Task to complete >> In the passage below on Gallo's HIV hypothesis, why does the writer say the announcement in the Wall Street Journal and the Washington Post arouses suspicion? Answer in one to three sentences.

In the case of Gallo's HIV hypothesis, all rules were set aside. Gallo was the big chief, full of confidence, and he was backed by the US Government. Protocol was ignored, and instead of the HIV hypothesis appearing tentatively in some respectable medical journal, it was announced, fully fledged as a fait accompli, in two national newspapers, the Wall Street Journal and the Washington Post. That these two newspapers cater to the centers of the country's financial and political power itself arouses suspicions in what was going on. Why were the New York Times and the San Francisco Examiner not in on it? Be that as it may, it was only several days later, on 19 April 1984, that Gallo's formal announcement appeared in the New Scientist.* The report made no mention of Montagnier's LAV; instead, Gallo claimed he had discovered another altogether new virus called HTLVIII which he stated without fear of contradiction to be the cause of AIDS. (It was only later that HTLVIII was shown to be none other than Professor Montagnier's LAV.)

*The New Scientist is not a medical journal. It is a popular weekly magazine on sale to the general public.

The New Scientist report, which set off the most bizarre sequence of events in medical history, read as follows: "Researchers at America's National Cancer Institute in Bethesda, Maryland, believe they have finally tracked down the organism that causes Acquired Immuno-Deficiency Syndrome (AIDS). It is a virus that affects particular cells of the immune system and is called Human T cell Leukemia Virus III (HTLVIII)."

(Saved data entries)
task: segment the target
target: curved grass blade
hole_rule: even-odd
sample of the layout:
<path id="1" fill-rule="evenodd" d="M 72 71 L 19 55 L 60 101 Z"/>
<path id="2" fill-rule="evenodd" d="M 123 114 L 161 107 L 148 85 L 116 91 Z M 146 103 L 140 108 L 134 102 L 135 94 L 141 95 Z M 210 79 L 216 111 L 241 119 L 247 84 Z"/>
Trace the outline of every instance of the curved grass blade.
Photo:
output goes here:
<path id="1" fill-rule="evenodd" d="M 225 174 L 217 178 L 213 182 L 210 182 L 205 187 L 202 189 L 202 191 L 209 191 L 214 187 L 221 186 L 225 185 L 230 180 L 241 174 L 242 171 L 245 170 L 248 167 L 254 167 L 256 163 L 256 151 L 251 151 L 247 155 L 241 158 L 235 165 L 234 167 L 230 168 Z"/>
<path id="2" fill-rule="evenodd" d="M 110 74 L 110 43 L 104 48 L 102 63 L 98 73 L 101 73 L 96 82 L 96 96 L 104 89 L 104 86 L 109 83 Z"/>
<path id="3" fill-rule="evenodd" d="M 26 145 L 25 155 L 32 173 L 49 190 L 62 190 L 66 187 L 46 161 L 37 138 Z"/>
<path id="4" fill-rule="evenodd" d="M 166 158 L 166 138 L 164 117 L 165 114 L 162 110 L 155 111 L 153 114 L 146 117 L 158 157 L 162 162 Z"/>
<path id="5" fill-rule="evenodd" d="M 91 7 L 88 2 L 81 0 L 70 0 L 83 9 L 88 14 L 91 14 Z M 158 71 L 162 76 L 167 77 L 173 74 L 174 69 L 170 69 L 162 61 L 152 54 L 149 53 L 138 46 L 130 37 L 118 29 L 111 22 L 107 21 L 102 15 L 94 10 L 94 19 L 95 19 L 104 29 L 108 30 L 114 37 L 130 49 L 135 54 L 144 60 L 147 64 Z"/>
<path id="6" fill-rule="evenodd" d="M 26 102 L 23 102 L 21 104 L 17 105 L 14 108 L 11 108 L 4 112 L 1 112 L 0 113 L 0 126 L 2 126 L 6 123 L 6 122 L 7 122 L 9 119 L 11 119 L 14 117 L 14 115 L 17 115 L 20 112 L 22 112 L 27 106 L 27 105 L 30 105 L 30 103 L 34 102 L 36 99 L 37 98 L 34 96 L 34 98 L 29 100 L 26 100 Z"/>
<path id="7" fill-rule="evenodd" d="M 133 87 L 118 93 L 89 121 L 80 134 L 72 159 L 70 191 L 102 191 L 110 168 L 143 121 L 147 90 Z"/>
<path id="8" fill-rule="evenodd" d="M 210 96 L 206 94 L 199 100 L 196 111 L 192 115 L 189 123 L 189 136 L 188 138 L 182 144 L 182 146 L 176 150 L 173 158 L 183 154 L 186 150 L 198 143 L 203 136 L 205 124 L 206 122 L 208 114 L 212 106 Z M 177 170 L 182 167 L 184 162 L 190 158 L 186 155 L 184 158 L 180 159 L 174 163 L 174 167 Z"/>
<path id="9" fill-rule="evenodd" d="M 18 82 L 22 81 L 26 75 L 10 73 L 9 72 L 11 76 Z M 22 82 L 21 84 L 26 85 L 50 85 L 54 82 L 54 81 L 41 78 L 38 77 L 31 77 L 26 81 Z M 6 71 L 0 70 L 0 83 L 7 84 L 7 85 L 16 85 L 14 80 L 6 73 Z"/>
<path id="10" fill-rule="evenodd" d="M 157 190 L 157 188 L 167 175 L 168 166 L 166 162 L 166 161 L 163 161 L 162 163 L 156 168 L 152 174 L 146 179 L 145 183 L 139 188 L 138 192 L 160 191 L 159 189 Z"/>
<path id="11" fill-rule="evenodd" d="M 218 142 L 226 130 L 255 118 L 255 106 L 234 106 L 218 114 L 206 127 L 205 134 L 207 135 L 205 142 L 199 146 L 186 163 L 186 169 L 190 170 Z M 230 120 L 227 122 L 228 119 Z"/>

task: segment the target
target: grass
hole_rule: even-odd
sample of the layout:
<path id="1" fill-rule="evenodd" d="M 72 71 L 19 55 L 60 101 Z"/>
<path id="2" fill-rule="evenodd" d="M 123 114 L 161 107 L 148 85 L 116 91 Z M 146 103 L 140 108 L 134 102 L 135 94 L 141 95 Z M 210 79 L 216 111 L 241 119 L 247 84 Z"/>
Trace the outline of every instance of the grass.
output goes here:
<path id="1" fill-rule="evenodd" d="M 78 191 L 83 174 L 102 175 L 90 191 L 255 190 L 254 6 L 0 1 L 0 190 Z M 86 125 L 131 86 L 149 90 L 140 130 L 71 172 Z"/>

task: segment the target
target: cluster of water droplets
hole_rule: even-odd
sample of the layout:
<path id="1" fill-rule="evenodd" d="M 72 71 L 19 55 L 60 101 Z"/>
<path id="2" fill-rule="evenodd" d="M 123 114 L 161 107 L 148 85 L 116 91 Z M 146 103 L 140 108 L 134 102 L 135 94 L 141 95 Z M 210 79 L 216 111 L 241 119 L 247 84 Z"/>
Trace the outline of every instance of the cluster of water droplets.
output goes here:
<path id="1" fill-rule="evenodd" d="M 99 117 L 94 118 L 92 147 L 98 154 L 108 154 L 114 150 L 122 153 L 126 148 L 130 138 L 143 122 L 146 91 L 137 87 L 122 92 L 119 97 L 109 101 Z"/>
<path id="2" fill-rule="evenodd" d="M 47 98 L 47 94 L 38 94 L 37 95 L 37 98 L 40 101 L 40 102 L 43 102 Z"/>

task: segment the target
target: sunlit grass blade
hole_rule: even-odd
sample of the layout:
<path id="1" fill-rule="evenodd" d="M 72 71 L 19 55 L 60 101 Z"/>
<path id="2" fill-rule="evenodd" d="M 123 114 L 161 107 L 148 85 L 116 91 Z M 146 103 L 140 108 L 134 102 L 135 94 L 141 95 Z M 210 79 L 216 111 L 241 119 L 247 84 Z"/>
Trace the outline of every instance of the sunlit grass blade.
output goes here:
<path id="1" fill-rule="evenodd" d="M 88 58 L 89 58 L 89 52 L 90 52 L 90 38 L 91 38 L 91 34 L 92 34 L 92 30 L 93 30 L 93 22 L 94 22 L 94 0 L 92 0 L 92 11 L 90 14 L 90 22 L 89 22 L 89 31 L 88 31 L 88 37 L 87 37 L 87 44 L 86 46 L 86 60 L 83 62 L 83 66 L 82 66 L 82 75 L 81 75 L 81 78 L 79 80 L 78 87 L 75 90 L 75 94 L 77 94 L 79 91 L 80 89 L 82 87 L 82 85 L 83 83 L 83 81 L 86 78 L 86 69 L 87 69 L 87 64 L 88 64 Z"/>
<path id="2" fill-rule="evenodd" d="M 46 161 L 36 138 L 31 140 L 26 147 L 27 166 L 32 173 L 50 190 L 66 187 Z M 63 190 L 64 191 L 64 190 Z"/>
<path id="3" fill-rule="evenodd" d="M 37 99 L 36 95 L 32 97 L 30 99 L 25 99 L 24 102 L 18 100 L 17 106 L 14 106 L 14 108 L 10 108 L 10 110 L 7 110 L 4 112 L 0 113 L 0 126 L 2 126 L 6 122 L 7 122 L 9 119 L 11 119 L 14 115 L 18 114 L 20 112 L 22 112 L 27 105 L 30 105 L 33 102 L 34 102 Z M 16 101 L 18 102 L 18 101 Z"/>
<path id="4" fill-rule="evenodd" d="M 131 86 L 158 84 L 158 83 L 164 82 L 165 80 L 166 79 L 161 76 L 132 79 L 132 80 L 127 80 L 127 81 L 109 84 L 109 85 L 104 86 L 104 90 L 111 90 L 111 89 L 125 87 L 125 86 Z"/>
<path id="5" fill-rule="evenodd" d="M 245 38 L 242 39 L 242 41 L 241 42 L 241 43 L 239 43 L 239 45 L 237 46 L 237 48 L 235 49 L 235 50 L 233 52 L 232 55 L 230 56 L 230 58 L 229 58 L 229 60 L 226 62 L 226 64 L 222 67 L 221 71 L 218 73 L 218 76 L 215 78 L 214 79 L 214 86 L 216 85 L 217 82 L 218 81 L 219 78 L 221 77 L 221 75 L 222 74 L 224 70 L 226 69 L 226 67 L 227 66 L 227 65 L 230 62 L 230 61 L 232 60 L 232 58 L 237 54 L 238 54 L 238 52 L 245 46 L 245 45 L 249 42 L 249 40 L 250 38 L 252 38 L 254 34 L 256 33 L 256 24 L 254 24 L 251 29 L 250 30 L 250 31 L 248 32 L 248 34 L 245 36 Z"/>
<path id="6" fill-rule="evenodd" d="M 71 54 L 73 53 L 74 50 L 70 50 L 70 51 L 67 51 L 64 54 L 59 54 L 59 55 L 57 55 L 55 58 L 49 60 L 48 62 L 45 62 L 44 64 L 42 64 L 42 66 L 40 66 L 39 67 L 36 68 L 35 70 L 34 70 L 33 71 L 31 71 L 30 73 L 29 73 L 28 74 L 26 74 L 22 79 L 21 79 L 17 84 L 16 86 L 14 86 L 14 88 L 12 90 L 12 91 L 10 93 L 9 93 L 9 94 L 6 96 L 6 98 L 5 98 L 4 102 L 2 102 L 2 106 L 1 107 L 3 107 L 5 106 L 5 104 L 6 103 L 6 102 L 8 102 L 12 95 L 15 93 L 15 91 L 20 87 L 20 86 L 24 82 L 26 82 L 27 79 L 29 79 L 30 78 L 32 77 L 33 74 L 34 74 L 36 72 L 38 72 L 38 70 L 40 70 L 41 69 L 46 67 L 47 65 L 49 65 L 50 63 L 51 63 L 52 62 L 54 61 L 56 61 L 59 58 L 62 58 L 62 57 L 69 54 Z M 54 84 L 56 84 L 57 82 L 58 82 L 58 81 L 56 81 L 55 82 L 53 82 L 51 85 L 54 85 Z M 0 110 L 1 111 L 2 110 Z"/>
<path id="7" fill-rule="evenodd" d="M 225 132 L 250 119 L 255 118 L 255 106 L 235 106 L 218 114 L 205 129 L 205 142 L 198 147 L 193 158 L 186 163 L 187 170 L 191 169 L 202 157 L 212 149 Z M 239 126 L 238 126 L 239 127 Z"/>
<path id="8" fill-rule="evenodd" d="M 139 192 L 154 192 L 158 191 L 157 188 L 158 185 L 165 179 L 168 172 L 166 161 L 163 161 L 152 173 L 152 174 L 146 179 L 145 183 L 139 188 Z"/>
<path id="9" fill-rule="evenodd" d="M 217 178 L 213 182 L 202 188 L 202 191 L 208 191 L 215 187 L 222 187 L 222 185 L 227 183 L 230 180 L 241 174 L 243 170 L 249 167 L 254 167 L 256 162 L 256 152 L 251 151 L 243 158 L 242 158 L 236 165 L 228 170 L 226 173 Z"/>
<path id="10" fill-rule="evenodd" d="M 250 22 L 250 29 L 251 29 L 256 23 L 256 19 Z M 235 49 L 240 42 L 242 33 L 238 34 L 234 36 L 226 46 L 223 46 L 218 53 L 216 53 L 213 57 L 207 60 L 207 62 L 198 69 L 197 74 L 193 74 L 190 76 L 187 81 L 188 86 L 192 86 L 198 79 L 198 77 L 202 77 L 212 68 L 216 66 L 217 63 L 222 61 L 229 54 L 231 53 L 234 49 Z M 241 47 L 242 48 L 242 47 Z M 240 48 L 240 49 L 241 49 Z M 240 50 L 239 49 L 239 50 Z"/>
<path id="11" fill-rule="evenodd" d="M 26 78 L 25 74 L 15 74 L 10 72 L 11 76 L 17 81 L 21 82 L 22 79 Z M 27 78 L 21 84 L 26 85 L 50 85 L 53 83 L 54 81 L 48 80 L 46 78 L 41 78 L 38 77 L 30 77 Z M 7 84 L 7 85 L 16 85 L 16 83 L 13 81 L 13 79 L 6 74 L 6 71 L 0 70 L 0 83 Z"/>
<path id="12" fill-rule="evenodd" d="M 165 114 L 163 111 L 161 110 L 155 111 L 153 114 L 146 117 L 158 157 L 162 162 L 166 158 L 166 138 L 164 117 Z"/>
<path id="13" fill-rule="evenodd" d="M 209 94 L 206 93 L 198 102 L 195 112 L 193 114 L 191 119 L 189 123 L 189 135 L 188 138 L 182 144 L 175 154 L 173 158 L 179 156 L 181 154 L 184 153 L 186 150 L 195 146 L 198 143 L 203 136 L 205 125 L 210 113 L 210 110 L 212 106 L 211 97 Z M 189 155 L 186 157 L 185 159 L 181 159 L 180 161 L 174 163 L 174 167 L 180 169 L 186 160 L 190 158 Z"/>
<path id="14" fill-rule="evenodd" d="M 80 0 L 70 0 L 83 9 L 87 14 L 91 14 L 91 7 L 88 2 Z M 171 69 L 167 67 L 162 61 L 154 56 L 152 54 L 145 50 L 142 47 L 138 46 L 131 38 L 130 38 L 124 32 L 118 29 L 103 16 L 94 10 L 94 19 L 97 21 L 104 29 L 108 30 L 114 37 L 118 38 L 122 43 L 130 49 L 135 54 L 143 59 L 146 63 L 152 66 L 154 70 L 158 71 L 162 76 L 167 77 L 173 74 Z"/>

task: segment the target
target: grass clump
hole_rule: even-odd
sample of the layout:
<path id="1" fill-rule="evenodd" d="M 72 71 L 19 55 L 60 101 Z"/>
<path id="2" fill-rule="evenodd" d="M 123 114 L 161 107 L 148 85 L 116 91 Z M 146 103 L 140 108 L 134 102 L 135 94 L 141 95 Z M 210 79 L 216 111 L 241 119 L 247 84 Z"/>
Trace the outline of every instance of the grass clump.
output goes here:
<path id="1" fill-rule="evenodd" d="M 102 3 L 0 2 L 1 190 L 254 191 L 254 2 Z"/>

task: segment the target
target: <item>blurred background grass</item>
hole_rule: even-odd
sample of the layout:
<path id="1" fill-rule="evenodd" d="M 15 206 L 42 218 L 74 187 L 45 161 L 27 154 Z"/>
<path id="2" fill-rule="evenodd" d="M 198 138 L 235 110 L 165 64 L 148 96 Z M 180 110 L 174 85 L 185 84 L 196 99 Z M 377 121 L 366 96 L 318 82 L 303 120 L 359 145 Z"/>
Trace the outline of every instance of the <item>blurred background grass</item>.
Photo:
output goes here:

Output of the task >> The writer says that these two newspapers cater to the centers of the country's financial and political power. That fact, in the writer's view, raises suspicion about what was going on.